[What is required] Every record shown below is to be output exactly.

[Excerpted records]

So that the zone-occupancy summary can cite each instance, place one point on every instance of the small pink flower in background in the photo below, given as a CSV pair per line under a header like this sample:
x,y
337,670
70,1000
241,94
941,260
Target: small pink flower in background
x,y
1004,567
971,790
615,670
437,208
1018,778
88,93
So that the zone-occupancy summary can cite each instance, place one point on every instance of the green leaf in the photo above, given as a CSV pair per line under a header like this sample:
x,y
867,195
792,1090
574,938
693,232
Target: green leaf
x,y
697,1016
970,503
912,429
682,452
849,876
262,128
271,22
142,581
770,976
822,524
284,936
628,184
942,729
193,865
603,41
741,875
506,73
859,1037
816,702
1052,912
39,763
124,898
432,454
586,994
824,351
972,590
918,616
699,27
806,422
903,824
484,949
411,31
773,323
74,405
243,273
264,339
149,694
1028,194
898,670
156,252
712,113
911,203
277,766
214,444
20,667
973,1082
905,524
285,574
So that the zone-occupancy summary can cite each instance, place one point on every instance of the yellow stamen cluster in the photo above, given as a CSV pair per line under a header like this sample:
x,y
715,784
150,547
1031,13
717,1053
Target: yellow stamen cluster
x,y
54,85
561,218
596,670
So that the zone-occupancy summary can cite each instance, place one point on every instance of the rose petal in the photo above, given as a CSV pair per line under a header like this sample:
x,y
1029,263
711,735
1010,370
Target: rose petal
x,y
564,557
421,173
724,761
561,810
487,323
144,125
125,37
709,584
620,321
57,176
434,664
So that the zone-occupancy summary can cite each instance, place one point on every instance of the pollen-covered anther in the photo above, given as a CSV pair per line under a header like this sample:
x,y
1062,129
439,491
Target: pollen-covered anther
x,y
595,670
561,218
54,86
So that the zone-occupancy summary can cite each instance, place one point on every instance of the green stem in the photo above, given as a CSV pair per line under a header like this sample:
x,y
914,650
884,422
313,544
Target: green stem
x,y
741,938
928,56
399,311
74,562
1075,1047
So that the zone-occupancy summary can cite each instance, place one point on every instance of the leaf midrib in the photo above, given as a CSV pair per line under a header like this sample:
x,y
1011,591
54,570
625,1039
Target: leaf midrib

[Answer for the task]
So that the zone-occupancy summary can cite each instance, place one point on every instance of the small pink flower in background in the photo below, given as a CSV pair per line under a header like this sample:
x,y
337,670
70,1000
241,94
941,260
Target: small pink flower in background
x,y
1004,567
971,790
615,670
437,208
1018,778
88,93
So that the zone-occupancy summary can cite each instance, place one point on every instance of the green leaf in the photo above, given as a CSV pair per line under a header like this sample:
x,y
867,195
792,1090
574,938
693,232
Target: green leaf
x,y
697,1016
970,503
912,429
682,452
849,876
262,128
271,22
142,581
770,976
822,524
284,936
628,184
942,729
193,865
603,41
741,875
506,73
859,1037
816,702
1052,912
39,763
124,898
432,454
586,994
824,351
972,590
918,616
699,27
806,422
903,824
484,949
411,31
773,323
74,405
243,273
264,339
149,694
1028,194
898,670
156,252
712,113
911,203
277,766
214,444
20,667
973,1082
905,524
285,574
So that the zone-occupancy summary can cite each instance, place one point on every instance of the yellow stamen cluster in the photo above, given as a CSV pair per line under a header like this sample:
x,y
715,784
150,547
1031,13
717,1053
Target: yellow stamen cluster
x,y
54,85
561,218
596,670
So that the zone-occupancy summary can cite each instance, place one point on every instance of the rose petal in the photo above, given as a CSV pair per line under a header like this sample:
x,y
1029,263
711,735
1010,370
Target: rose petal
x,y
564,557
421,173
724,761
561,810
487,323
144,125
125,37
709,584
620,321
57,176
434,664
So that the zone-occupancy summary can cite each instance, place one point on every instance of the pollen-covered anther in the photo above, given as a CSV pair per line under a header like this sample:
x,y
1062,129
439,491
Target: pollen-covered anther
x,y
595,670
561,218
54,86
So that the zone-occupancy summary can cite each instance, place one point on every instance of the green stem in the photo above, given as a CSV pair per line under a header like this sample:
x,y
914,650
884,422
313,544
Target: green stem
x,y
741,938
928,56
399,311
74,562
1075,1047
So that the zone-occupancy summary can cite each instance, place one point on every instance of the leaf midrib in the photo above, given as a CSV pair per line under a header like this sample:
x,y
1011,591
54,570
625,1039
Target: leaf midrib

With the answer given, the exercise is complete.